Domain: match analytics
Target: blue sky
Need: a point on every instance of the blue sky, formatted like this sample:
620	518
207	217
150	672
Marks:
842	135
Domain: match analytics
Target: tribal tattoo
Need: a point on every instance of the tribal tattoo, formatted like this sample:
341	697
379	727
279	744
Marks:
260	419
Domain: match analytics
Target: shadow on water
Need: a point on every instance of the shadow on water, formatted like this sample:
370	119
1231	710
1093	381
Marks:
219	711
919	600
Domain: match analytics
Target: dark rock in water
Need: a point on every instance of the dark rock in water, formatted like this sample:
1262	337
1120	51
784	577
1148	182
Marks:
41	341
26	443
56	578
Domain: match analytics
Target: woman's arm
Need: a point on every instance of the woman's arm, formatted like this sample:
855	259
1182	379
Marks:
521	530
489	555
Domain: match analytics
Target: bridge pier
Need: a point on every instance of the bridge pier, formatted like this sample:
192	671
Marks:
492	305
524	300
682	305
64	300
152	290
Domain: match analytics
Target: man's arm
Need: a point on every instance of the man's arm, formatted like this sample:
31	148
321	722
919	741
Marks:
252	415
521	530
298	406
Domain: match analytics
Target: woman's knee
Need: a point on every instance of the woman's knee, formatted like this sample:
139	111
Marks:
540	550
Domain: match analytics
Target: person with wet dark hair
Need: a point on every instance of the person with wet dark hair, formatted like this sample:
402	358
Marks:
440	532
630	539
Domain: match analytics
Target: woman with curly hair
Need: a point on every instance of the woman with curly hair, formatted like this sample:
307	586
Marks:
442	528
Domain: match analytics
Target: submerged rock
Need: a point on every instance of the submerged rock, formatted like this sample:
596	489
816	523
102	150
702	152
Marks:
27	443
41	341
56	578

=-=-=

Goal: Write out the data again, exactly and in full.

Answer below:
Domain: match analytics
Target: blue sky
Need: a point on every instance of the blue sky, formatted like this sample:
620	518
207	217
150	672
Marks:
842	135
Domain: match analytics
Target: tribal tattoo
Need: a point on every instance of the tribal tattoo, formatted like this sample:
341	697
379	727
279	744
Marks:
260	419
Domain: match analytics
Target: shadow on water
Need: a point on every instance of the shadow on water, formatted like this sample:
370	119
1231	710
1093	381
Marks:
219	711
919	600
Domain: match analytics
Target: dark rock in water
Need: a point on every instance of the dark rock in water, formatted like this sample:
1262	337
1120	51
784	577
1148	182
Marks:
41	341
26	443
56	578
Domain: match analytics
Target: woman's arm
Need: a point on every instance of the woman's arm, formatted like this sample:
855	259
1182	379
Marks:
521	530
489	555
Domain: match analytics
Target: bridge pier
Need: a point on every instance of the bridge pier, formatted like this sample:
192	671
Marks:
492	305
524	300
682	305
64	300
152	290
Domain: match analytics
Target: man's arm
Need: a point on every instance of the man's arm, formatted like this sample:
31	148
321	722
919	741
Marks:
252	415
521	530
298	406
Domain: match analytics
Target: woman's knee
Need: a point on every instance of the woman's knee, formatted like this sample:
139	111
Marks:
540	550
Domain: match analytics
Target: person with wet dark hair
Need: a point on every instance of the person with wet dark hair, formatted like this sample:
402	358
Marks:
440	532
630	539
Domain: match analytics
Target: woman with curly hair
Need: a point on every instance of the woman with curly hair, formatted like this sample:
307	586
Marks:
442	528
Domain: match analytics
Target: submerged rock
Need: a point on every instance of the submerged rock, formatted like this sample:
596	489
816	523
102	150
702	152
Marks:
27	443
41	341
56	578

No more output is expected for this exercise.